> **What you need to do**: Each entry is to be output as written, so that none is missing.

Start of Input for this task

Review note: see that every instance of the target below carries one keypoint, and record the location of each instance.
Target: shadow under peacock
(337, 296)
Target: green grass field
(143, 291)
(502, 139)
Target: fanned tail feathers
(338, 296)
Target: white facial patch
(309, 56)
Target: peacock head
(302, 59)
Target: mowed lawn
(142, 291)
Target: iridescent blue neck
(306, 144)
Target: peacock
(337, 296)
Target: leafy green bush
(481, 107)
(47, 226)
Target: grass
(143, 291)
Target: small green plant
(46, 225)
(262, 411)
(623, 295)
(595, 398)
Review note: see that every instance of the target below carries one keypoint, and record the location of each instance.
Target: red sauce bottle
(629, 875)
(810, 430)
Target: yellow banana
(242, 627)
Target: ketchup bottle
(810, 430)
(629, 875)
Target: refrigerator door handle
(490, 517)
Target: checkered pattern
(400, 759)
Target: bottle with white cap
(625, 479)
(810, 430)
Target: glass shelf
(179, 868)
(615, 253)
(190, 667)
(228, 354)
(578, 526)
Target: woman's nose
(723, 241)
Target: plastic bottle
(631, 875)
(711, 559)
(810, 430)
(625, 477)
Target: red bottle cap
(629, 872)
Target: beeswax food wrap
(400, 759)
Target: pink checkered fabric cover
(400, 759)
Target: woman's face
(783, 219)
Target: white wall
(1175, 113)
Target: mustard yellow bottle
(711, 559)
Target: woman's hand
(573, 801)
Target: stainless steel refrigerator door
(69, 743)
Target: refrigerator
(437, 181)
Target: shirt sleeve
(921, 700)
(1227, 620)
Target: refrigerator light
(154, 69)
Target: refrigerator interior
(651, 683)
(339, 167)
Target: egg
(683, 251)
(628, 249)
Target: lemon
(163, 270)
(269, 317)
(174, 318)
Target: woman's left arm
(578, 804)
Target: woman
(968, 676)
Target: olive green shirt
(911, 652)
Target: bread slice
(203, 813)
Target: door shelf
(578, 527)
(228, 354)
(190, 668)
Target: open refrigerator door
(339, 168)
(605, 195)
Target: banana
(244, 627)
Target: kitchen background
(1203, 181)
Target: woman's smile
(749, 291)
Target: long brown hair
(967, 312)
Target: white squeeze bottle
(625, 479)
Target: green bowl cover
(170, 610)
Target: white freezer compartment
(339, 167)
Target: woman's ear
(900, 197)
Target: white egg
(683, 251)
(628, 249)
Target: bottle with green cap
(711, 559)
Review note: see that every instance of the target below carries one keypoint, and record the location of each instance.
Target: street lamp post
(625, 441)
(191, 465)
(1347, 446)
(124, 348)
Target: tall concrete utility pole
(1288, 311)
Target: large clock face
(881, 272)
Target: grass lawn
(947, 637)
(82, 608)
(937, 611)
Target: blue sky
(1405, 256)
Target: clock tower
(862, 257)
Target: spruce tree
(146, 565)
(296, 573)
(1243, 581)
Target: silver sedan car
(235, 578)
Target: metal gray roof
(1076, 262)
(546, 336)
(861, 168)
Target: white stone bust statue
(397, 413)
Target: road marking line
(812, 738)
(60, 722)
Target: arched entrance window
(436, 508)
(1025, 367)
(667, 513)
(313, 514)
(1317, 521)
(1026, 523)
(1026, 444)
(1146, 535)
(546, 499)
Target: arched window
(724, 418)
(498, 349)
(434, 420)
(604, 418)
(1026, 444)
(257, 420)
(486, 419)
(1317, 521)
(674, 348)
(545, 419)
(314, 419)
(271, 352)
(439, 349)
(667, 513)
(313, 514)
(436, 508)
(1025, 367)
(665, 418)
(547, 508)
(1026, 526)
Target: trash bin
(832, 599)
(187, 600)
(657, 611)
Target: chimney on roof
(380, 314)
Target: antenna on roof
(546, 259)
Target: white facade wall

End of Input for this task

> **Response area**:
Review note: see that every instance of the target below carries one keypoint, and record the location of each instance.
Target: shadow under peacock
(337, 296)
Target: green grass field
(143, 291)
(502, 139)
Target: fanned tail feathers
(338, 296)
Target: white facial patch
(309, 56)
Target: peacock head
(302, 59)
Target: mowed lawn
(142, 291)
Target: iridescent blue neck
(306, 144)
Target: peacock
(337, 296)
Target: leafy green bush
(481, 107)
(47, 226)
Target: grass
(143, 291)
Target: small green plant
(46, 225)
(262, 411)
(623, 295)
(595, 398)
Review note: see that every instance of the target below carries one keypoint, and record the location of each instance.
Target: red sauce bottle
(629, 875)
(810, 430)
Target: yellow banana
(242, 627)
Target: ketchup bottle
(810, 430)
(629, 875)
Target: refrigerator door handle
(490, 517)
Target: checkered pattern
(400, 759)
Target: bottle with white cap
(625, 479)
(810, 430)
Target: glass shelf
(179, 868)
(615, 253)
(190, 667)
(228, 354)
(578, 526)
Target: woman's nose
(723, 241)
Target: plastic bottle
(631, 875)
(711, 559)
(810, 430)
(625, 477)
Target: red bottle cap
(629, 872)
Target: beeswax food wrap
(400, 759)
Target: pink checkered fabric cover
(400, 759)
Target: woman's face
(783, 219)
Target: white wall
(1175, 113)
Target: mustard yellow bottle
(711, 559)
Target: woman's hand
(573, 801)
Target: stainless steel refrigerator door
(69, 743)
Target: refrigerator
(437, 181)
Target: shirt sleeve
(921, 700)
(1227, 620)
Target: refrigerator light
(154, 69)
Target: refrigerator interior
(651, 683)
(339, 167)
Target: egg
(683, 251)
(628, 249)
Target: lemon
(163, 270)
(269, 317)
(174, 318)
Target: woman's left arm
(578, 804)
Target: woman
(968, 676)
Target: olive green shirt
(911, 652)
Target: bread slice
(203, 813)
Target: door shelf
(578, 527)
(228, 354)
(190, 668)
Target: open refrigerator door
(339, 168)
(605, 195)
Target: banana
(244, 627)
Target: kitchen background
(1203, 181)
Target: woman's smile
(749, 291)
Target: long brown hair
(967, 312)
Target: white squeeze bottle
(625, 479)
Target: green bowl cover
(170, 610)
Target: white freezer compartment
(339, 167)
Target: woman's ear
(900, 197)
Target: white egg
(683, 251)
(628, 249)
Target: bottle with green cap
(711, 559)
Review note: see that every instance of the target below carries one keypoint, and record the location of each instance.
Target: street lamp post
(625, 441)
(191, 465)
(1347, 446)
(124, 348)
Target: tall concrete utility pole
(1288, 311)
Target: large clock face
(881, 272)
Target: grass lawn
(947, 637)
(82, 608)
(937, 611)
Target: blue sky
(1405, 256)
Target: clock tower
(862, 257)
Target: spruce tree
(146, 565)
(296, 573)
(1243, 581)
Target: silver sedan car
(235, 578)
Target: metal gray roof
(1076, 262)
(546, 336)
(861, 168)
Target: white stone bust statue
(397, 413)
Target: road marking line
(812, 738)
(60, 722)
Target: arched entrance window
(436, 508)
(1025, 367)
(667, 513)
(313, 514)
(1317, 521)
(1026, 523)
(1026, 444)
(1146, 535)
(546, 499)
Target: arched window
(724, 418)
(498, 349)
(434, 420)
(604, 418)
(1026, 444)
(257, 420)
(486, 419)
(1317, 521)
(674, 348)
(545, 419)
(314, 419)
(271, 352)
(439, 349)
(667, 513)
(313, 514)
(436, 508)
(1025, 367)
(665, 418)
(547, 508)
(1026, 526)
Target: trash bin
(832, 599)
(187, 600)
(657, 611)
Target: chimney on roof
(380, 314)
Target: antenna on roof
(546, 259)
Target: white facade wall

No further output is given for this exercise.